• _DATA EXCERPTS_

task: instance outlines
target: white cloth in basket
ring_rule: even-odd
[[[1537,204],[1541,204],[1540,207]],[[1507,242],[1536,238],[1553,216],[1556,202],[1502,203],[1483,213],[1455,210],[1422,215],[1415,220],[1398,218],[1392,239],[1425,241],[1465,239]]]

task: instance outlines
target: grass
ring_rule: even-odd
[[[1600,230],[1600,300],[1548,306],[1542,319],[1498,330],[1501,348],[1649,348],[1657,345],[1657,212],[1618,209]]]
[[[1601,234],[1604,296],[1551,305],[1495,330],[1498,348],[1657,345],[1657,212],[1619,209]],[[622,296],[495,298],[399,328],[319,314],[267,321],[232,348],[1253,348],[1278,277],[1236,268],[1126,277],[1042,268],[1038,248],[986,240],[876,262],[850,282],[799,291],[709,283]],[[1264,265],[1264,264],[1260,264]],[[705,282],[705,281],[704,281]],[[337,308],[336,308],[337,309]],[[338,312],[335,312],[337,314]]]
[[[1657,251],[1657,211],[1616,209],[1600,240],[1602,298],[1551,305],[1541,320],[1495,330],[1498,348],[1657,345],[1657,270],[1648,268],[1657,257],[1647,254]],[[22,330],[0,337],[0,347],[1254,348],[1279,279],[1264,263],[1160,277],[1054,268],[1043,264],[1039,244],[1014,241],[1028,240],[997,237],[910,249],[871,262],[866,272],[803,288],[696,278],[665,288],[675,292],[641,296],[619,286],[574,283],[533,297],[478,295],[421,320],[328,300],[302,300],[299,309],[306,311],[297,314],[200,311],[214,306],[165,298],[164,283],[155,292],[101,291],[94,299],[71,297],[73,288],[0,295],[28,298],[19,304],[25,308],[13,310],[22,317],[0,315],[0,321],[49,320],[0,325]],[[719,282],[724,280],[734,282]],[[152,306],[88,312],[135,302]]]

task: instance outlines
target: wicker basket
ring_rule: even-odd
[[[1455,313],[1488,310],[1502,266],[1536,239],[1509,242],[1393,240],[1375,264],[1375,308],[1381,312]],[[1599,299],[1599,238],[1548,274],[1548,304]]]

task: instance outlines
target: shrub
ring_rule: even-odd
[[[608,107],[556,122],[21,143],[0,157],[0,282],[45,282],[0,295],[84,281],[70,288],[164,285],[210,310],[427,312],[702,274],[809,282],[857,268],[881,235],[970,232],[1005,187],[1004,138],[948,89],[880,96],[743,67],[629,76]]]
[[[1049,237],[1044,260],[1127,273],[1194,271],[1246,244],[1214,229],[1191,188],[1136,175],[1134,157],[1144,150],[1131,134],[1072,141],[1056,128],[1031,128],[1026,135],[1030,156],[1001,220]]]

---

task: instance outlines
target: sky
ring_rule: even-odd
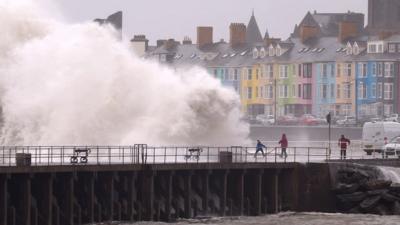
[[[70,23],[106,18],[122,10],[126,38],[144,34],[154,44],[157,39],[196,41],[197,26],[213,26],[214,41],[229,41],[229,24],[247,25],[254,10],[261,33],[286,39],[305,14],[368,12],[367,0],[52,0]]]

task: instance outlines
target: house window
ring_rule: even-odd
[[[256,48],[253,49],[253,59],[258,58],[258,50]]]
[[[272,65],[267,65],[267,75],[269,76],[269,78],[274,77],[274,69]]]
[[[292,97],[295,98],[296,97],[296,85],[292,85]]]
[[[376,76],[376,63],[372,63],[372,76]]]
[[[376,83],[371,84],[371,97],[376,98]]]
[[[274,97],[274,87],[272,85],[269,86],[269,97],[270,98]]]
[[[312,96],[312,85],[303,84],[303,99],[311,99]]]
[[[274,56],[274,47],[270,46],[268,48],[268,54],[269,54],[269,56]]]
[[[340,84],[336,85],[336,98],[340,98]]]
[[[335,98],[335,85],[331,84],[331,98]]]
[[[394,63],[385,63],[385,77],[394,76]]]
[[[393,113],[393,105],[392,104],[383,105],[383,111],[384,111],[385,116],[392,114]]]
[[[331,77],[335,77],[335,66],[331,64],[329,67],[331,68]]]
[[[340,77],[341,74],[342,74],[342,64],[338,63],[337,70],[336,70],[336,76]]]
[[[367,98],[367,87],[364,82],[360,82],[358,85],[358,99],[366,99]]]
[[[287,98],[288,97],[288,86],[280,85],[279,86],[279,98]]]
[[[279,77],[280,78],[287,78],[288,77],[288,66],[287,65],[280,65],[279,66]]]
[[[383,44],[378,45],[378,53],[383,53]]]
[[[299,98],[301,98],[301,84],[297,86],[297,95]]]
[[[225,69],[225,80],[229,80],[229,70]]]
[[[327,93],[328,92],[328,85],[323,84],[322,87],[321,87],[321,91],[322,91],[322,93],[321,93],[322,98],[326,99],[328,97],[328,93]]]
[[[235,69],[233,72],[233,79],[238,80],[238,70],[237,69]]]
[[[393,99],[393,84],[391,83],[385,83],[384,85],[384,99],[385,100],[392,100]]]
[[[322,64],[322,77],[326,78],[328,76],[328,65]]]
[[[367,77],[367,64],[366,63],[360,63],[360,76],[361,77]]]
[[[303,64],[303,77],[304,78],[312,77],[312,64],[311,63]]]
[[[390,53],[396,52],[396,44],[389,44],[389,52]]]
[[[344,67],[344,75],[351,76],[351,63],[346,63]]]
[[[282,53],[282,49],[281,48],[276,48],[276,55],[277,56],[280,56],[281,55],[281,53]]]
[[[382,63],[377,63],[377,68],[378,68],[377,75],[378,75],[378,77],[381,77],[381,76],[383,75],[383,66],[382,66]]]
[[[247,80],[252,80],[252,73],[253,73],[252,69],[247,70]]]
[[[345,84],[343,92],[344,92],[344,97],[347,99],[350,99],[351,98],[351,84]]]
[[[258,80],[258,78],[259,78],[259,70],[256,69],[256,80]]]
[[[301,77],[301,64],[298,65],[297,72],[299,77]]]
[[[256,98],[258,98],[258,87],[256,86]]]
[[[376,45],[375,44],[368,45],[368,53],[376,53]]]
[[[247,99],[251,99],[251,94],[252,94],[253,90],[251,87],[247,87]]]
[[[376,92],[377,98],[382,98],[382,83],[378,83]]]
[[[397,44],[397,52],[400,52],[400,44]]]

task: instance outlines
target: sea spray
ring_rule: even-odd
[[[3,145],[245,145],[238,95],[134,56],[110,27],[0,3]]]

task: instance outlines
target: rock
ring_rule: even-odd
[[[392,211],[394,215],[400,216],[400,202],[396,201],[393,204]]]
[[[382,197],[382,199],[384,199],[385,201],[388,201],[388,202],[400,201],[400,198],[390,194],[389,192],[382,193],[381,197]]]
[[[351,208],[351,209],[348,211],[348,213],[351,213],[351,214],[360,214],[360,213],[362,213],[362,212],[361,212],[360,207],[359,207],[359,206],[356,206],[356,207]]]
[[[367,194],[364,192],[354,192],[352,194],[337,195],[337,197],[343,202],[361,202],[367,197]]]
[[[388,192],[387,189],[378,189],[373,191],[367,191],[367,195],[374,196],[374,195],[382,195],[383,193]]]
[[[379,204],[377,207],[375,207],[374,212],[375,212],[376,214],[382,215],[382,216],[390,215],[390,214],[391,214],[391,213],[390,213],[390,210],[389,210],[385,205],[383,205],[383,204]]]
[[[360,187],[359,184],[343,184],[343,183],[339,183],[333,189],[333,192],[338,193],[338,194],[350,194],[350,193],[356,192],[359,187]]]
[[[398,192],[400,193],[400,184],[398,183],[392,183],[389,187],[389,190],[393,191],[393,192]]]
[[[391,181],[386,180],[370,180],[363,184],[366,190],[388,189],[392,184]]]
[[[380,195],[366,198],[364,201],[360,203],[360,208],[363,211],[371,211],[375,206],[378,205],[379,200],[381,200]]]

--

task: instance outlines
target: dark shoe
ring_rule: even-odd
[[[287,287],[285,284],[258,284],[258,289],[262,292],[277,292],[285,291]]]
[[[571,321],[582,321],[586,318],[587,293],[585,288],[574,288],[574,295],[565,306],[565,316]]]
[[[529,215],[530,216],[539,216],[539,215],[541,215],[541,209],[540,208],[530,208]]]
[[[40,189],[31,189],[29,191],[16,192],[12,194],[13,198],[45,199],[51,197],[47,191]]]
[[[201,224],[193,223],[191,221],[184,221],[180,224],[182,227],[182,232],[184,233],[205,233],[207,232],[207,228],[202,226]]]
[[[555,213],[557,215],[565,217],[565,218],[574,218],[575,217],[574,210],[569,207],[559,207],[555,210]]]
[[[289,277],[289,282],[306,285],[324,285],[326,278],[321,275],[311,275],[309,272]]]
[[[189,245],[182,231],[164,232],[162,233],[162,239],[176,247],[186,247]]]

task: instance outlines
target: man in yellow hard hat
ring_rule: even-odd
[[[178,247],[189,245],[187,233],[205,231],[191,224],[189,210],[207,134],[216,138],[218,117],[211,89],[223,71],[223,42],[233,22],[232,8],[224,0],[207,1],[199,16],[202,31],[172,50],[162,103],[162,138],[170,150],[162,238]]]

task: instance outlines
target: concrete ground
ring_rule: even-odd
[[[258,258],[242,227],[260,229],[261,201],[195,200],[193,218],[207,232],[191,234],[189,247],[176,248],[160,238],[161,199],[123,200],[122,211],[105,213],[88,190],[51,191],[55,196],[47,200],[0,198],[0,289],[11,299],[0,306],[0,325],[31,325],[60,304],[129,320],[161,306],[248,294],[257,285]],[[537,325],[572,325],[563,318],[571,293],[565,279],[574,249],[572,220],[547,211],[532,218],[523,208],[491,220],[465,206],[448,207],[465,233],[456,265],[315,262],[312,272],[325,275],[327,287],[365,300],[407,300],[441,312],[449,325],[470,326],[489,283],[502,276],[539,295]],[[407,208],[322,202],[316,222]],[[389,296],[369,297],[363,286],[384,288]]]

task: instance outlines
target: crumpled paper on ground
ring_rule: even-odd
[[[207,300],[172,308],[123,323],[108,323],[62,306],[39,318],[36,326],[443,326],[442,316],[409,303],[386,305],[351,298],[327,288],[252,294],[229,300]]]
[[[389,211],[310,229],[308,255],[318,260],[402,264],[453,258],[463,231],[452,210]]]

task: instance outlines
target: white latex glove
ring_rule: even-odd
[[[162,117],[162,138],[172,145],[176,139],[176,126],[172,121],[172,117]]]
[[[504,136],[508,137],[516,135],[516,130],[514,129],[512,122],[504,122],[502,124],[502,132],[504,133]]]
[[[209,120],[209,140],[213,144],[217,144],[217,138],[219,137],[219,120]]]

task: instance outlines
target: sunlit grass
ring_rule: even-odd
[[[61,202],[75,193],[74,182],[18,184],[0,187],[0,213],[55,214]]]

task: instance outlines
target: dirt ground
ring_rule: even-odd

• _ACTIVITY_
Across these entries, count each line where the string "basket" shows up. Give only the count.

• _TASK SOLUTION_
2